■ Task 1
In the passage about Schmeling's boxing career, in what year did Schmeling turn professional?
■ Task 2
List every person named in the passage about Schmeling's boxing career.
(Supplied text)
The fighter was in a difficult position. When he turned professional in 1924 the financial crash and hyper-inflation that brought a ruthless end to Weimar prosperity was still a long way off. Within four years he had become the German light-heavyweight champion and then claimed the European title: with the nation emerging from the trauma of war this was enough to make Schmeling a huge celebrity. ‘It was a time that demanded new heroes,’ he remembered, ‘being a fighter was symbolic.’
When in 1930 he fought Jack Sharkey for the world heavyweight title and won after Sharkey was penalised for a hit below the belt in the fourth round, it was just the tonic Germany needed in the face of a grievous financial crisis crippling the country.
By the time he’d lost the title to Sharkey in a controversial points decision two years later Nazism was on the rise and Schmeling was, however distasteful he might find it, its inevitable ambassador. That night in June 1938 would be the ultimate expression of what he represented, however inadvertently.
He and Louis had met before. Two years earlier the American was an undefeated world title hopeful on a wave of momentum that had him widely tipped for greatness while Schmeling was trying to earn himself another crack at the belt.
He’d studied Louis in newsreel footage and spotted a gap in his defence: the champion would drop his left hand after throwing a jab. In the ring at Yankee Stadium, where most pundits hadn’t given him a hope, it was that chink in the armour the German exploited methodically and mercilessly. Louis was on the canvas in the fourth and made it as far as the 12th round before Schmeling’s metronomic right-handers finally saw the fight stopped.
The American had to be carried from the ring and when he regained his senses in the dressing room said he couldn’t remember anything after the second round.
A congratulatory cable from Goebbels soon arrived. ‘Your victory is Germany’s victory,’ it said and a film of the fight played to packed houses in cinemas across Germany for weeks.
(End Supplied text)
(Data records)
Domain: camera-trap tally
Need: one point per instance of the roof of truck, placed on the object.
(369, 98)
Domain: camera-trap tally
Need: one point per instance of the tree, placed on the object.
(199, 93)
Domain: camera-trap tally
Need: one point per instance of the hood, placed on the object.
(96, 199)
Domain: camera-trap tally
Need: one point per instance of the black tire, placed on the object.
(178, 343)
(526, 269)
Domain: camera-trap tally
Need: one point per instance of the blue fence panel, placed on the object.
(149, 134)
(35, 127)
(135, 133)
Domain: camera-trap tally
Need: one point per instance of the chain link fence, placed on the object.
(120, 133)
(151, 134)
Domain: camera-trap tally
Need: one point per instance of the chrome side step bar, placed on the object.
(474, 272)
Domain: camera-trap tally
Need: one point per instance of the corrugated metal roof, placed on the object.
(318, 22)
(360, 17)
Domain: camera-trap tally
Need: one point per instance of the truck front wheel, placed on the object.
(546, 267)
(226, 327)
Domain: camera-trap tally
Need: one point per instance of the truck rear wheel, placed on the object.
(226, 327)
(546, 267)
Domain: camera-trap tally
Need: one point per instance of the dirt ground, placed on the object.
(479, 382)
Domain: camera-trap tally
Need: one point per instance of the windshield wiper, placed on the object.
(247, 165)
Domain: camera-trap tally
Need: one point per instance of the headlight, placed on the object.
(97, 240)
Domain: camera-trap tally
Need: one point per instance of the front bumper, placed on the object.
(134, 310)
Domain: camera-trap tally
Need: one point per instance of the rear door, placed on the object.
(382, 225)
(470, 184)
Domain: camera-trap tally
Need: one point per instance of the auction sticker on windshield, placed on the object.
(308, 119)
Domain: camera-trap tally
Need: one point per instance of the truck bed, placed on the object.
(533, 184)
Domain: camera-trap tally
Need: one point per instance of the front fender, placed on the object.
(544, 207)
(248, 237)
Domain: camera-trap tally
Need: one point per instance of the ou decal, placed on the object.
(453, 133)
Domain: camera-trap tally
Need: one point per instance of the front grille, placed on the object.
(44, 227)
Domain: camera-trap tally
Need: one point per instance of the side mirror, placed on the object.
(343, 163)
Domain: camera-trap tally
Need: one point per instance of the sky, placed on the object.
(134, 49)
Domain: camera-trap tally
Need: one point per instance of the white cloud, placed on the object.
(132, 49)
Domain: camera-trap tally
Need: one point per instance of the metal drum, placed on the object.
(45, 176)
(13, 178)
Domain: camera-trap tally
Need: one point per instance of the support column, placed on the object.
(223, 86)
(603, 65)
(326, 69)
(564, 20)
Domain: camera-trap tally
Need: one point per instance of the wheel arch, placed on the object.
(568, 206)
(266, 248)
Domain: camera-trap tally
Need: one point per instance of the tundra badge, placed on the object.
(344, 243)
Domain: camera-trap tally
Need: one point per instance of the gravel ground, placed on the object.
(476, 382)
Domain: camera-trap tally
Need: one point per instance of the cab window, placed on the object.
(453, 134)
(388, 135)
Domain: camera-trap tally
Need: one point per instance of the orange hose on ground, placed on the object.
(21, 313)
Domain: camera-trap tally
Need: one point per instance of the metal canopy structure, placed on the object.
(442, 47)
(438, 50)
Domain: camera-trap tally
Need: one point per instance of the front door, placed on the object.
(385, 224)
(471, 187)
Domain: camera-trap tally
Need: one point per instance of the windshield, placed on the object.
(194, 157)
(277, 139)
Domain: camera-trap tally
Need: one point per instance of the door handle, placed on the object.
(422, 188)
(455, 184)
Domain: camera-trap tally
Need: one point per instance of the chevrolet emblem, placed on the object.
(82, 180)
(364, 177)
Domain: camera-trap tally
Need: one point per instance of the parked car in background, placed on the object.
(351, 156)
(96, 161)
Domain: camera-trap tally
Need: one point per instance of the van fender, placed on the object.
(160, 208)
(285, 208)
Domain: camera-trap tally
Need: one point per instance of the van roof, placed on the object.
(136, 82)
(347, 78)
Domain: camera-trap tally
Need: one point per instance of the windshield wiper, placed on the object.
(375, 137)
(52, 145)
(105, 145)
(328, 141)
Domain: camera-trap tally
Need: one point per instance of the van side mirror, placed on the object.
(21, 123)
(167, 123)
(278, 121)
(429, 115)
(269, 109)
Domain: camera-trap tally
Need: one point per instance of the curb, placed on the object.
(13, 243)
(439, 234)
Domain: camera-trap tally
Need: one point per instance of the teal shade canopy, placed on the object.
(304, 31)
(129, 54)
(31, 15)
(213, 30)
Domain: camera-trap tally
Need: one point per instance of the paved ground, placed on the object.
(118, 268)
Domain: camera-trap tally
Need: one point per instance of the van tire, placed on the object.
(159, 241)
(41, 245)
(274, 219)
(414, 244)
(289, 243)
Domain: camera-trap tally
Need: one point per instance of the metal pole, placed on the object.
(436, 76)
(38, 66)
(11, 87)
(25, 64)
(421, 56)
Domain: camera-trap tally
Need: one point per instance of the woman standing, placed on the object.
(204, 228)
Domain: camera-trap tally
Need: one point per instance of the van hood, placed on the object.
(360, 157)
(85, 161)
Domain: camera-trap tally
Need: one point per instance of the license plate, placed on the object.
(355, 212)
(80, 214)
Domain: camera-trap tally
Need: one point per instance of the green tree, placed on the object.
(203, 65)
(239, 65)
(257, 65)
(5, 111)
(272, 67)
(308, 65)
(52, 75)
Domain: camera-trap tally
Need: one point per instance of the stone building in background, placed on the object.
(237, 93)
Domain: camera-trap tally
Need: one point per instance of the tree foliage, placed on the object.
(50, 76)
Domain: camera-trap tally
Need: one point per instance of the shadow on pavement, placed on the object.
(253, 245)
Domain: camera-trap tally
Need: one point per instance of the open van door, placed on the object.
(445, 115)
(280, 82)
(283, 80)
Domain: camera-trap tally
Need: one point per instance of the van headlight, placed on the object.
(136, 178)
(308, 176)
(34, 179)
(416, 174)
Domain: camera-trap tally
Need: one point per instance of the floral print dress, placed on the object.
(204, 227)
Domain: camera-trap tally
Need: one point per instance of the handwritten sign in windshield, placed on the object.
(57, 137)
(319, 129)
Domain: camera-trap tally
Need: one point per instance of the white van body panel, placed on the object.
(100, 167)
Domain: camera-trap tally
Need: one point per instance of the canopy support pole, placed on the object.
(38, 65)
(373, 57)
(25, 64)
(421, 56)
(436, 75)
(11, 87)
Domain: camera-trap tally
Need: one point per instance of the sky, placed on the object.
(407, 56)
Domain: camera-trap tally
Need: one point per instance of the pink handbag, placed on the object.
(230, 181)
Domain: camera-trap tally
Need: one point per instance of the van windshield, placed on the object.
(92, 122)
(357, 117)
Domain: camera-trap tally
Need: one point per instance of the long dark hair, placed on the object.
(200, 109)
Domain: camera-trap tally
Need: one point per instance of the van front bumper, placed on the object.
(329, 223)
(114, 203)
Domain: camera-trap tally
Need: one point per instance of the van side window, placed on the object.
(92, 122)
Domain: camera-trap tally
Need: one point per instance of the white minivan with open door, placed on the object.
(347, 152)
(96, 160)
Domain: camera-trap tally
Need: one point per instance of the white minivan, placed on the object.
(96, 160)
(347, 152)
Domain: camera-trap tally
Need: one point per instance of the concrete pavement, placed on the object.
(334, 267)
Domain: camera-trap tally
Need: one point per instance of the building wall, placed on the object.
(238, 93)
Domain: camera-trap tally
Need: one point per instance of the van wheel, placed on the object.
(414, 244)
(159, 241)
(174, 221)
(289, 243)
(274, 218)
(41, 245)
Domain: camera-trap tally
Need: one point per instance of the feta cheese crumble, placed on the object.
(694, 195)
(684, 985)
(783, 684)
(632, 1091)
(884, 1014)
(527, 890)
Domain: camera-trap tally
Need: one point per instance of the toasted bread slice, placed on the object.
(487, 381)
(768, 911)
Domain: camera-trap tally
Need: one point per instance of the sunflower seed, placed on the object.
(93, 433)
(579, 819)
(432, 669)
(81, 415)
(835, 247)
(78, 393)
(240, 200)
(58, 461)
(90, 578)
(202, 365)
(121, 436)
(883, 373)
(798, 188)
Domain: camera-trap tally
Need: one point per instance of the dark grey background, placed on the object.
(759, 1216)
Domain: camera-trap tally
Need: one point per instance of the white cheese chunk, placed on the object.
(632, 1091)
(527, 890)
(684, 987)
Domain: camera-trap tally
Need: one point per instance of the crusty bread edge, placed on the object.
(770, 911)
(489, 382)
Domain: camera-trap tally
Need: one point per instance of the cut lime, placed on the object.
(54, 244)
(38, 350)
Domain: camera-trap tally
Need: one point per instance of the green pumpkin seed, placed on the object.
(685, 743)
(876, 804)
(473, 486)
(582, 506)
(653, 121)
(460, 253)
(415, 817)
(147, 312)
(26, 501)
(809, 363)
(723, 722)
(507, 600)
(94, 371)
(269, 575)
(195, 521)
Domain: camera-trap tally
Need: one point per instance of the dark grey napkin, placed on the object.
(End Data records)
■ Response box 1
1924

■ Response box 2
Schmeling, Jack Sharkey, Louis, Goebbels